• Request:
Substitute "The system must" for "The component shall" wherever it occurs in the items below, and reproduce every item with no other changes.

• Input for this task:
══════════════════════════════
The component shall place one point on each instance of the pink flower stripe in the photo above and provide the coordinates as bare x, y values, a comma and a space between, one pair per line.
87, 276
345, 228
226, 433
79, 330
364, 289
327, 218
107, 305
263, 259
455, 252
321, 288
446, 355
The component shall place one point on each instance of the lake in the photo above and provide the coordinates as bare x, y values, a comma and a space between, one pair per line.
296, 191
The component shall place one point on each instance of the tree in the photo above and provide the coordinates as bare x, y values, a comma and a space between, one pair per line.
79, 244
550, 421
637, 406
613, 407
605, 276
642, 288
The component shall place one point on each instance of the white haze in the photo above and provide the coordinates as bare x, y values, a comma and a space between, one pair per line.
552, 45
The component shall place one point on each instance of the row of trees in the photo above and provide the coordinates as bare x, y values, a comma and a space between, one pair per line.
══════════════════════════════
• Exercise response:
The system must place one point on each instance of the pink flower stripe in the photo above and provide the coordinates as bare x, y values, a comma and a space between, one pair per line.
87, 276
345, 228
226, 433
79, 330
364, 289
327, 218
107, 305
263, 259
455, 252
321, 288
446, 355
The system must place one point on each instance of the lake in the photo above and provide the coordinates as bare x, y values, a comma and a space between, one pair per line.
296, 191
The system must place one point on each instance of the tree in the photo above and provide the coordinates as bare x, y values, a comma and a space between, one pair per line.
79, 244
550, 421
637, 406
613, 407
605, 276
642, 288
The system must place one point on each instance of the white haze in the photo above and provide the coordinates as bare x, y values, a comma and a space between, one pair per line.
552, 45
The system must place one point on each instance of the row of trees in the photo above and provide the coordinates as bare x, y values, a comma and a space between, one pair per line.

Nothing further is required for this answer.